### EXERCISE DESCRIPTION:
Count how many lines of the records below contain the word "house", treating uppercase and lowercase as different, and give only that number.

### DATA EXTRACT:
----

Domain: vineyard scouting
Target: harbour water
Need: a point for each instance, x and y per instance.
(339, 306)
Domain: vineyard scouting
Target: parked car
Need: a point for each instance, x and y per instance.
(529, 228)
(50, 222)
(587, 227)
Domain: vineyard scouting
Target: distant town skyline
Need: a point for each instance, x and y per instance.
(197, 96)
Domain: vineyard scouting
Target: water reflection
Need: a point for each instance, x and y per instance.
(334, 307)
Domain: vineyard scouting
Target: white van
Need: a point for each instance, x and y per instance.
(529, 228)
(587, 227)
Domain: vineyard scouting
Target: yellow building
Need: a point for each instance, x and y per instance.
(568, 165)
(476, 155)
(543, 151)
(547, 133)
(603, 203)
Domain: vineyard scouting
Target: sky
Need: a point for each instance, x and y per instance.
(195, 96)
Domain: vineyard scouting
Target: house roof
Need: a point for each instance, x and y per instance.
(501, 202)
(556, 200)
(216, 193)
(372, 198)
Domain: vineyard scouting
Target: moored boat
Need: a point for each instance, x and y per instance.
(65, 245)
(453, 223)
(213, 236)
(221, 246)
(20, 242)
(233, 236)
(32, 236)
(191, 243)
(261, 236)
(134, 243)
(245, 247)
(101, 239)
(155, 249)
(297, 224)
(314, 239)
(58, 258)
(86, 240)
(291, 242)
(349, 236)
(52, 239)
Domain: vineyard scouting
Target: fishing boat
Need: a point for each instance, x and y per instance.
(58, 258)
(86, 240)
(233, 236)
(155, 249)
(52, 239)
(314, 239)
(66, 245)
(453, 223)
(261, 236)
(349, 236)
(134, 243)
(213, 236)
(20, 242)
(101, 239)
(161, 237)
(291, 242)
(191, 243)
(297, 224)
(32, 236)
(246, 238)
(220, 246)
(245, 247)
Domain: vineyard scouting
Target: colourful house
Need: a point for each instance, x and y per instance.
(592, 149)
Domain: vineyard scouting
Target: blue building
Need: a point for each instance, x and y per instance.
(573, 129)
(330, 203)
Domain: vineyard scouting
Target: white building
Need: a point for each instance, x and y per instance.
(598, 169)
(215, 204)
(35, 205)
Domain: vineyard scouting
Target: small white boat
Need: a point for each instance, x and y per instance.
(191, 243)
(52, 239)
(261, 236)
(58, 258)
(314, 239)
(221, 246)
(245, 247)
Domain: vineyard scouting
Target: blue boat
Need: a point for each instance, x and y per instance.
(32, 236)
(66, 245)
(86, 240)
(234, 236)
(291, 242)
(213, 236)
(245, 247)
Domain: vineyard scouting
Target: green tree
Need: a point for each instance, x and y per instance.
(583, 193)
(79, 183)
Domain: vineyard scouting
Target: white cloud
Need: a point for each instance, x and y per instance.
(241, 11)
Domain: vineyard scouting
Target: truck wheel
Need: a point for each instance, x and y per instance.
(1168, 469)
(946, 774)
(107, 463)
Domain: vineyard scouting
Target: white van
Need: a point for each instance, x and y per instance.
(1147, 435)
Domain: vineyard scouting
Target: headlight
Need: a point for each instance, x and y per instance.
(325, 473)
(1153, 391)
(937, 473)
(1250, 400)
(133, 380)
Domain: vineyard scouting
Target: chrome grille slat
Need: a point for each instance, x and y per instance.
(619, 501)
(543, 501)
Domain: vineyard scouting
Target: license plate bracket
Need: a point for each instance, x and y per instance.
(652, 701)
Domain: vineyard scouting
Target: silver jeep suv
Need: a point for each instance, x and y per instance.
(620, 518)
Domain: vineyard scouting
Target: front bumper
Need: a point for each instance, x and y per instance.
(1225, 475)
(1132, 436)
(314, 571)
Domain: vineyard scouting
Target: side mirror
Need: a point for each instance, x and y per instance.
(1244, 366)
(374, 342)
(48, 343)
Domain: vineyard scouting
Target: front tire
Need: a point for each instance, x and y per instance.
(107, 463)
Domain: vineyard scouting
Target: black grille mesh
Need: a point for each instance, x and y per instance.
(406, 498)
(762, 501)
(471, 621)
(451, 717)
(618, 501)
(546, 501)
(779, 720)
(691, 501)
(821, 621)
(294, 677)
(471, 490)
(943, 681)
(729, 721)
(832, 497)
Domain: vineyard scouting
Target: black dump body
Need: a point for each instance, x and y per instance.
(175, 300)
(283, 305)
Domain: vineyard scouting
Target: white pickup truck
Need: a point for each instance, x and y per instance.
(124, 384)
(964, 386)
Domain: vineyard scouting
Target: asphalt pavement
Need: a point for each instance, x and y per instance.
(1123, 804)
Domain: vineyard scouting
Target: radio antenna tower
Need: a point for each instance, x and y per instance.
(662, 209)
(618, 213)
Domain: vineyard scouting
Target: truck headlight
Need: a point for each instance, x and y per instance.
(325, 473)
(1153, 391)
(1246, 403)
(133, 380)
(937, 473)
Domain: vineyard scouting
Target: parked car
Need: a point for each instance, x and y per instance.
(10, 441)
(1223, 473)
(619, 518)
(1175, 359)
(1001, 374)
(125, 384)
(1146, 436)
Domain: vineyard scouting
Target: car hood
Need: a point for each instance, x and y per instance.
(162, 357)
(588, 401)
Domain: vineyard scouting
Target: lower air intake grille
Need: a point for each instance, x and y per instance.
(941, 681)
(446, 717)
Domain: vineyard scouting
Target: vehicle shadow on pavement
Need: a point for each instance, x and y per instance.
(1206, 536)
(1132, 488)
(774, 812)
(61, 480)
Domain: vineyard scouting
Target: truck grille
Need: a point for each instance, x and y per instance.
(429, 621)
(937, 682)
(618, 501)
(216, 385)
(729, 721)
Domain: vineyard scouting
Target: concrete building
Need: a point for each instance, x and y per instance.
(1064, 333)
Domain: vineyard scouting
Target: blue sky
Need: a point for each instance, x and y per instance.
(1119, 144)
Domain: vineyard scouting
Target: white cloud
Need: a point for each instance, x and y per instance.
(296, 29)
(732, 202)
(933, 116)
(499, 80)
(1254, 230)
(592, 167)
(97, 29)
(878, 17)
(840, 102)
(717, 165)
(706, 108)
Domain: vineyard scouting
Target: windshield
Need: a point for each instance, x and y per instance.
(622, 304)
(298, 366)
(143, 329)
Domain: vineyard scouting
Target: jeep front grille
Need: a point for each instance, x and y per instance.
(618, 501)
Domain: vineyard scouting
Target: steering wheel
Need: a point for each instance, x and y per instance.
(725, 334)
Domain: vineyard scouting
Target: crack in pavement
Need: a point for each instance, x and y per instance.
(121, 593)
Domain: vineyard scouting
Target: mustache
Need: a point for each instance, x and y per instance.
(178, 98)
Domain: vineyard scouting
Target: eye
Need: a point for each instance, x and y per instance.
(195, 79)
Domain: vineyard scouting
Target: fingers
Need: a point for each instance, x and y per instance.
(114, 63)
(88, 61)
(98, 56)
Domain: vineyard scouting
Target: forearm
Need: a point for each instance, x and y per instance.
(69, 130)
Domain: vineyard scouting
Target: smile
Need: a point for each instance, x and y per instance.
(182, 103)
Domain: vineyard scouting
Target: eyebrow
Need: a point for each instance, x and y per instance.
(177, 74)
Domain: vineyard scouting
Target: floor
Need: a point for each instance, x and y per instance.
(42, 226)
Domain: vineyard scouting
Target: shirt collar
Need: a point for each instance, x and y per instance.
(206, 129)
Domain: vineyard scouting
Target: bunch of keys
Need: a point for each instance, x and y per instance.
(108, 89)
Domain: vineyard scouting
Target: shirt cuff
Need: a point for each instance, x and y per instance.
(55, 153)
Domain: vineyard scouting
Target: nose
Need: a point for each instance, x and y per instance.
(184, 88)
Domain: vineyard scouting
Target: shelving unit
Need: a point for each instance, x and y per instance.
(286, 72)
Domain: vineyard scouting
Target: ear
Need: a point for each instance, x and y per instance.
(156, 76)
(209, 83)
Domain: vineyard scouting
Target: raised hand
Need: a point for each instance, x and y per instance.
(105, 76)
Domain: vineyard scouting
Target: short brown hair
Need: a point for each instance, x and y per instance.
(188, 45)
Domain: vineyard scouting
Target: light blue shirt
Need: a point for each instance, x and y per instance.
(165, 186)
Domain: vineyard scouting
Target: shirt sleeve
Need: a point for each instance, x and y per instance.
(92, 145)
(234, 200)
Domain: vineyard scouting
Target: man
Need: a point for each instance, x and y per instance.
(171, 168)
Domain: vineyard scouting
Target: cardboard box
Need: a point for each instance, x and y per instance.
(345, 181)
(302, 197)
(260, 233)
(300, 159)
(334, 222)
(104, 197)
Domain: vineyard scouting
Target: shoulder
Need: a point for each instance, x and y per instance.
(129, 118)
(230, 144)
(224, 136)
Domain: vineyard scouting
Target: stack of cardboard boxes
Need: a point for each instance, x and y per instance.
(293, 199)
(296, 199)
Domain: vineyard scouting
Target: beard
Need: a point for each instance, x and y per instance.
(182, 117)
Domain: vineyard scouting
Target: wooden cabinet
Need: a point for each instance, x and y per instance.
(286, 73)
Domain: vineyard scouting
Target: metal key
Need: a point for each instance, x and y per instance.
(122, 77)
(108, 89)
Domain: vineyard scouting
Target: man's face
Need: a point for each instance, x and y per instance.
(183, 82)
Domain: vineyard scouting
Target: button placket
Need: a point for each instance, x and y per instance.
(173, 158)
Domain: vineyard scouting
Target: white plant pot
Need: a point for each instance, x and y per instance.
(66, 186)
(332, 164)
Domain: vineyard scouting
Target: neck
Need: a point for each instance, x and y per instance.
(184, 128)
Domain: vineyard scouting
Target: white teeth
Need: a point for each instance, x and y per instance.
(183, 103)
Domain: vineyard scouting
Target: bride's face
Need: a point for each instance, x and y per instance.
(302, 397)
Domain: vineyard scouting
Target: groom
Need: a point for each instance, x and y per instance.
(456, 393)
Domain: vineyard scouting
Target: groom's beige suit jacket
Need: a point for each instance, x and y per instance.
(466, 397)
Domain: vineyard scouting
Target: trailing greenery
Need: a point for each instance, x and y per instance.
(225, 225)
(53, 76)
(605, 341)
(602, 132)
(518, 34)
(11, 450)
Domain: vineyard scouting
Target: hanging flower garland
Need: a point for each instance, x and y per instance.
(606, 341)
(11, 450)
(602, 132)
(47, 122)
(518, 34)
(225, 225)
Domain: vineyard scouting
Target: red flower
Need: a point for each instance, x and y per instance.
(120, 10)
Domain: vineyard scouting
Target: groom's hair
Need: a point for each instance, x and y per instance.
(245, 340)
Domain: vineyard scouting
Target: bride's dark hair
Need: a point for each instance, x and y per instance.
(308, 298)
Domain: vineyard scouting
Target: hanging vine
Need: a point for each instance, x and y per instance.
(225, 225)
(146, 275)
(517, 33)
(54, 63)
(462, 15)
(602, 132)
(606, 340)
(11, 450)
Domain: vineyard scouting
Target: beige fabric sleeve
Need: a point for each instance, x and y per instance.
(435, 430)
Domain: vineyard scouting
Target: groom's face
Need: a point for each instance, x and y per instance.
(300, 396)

----

### RESPONSE BELOW:
2